(Exercise): Check each line below for the word "woman" and give the number of lines that have it, nothing more.

(Data for review):
+++

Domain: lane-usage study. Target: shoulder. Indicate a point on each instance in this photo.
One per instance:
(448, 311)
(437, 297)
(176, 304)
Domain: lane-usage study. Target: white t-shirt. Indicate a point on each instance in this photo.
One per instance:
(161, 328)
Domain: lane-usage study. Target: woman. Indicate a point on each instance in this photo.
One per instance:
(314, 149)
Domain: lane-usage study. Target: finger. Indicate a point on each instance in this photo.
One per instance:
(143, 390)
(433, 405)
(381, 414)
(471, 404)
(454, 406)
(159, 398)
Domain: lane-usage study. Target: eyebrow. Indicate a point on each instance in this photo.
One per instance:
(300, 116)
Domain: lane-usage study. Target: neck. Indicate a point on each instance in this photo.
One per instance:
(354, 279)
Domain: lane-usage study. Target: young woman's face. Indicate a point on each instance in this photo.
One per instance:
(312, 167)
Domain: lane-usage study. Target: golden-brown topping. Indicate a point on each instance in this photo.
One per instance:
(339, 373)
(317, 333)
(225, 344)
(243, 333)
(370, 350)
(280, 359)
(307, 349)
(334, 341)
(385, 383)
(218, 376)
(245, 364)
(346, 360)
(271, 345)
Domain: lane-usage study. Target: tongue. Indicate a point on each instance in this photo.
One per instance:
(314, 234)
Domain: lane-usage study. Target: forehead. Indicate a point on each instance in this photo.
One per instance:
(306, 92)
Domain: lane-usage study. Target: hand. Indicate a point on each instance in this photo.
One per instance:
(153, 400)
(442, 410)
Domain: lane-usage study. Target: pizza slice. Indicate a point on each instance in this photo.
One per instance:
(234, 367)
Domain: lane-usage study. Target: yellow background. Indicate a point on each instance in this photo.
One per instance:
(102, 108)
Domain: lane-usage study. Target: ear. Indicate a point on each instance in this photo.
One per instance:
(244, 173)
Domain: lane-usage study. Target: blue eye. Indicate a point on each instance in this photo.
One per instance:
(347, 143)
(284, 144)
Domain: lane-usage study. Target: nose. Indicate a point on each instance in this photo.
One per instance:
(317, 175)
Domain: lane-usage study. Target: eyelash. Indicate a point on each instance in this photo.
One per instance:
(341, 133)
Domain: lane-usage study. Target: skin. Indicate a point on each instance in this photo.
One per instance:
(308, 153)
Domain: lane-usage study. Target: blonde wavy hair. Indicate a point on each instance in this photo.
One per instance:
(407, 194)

+++

(Result of the exercise): 2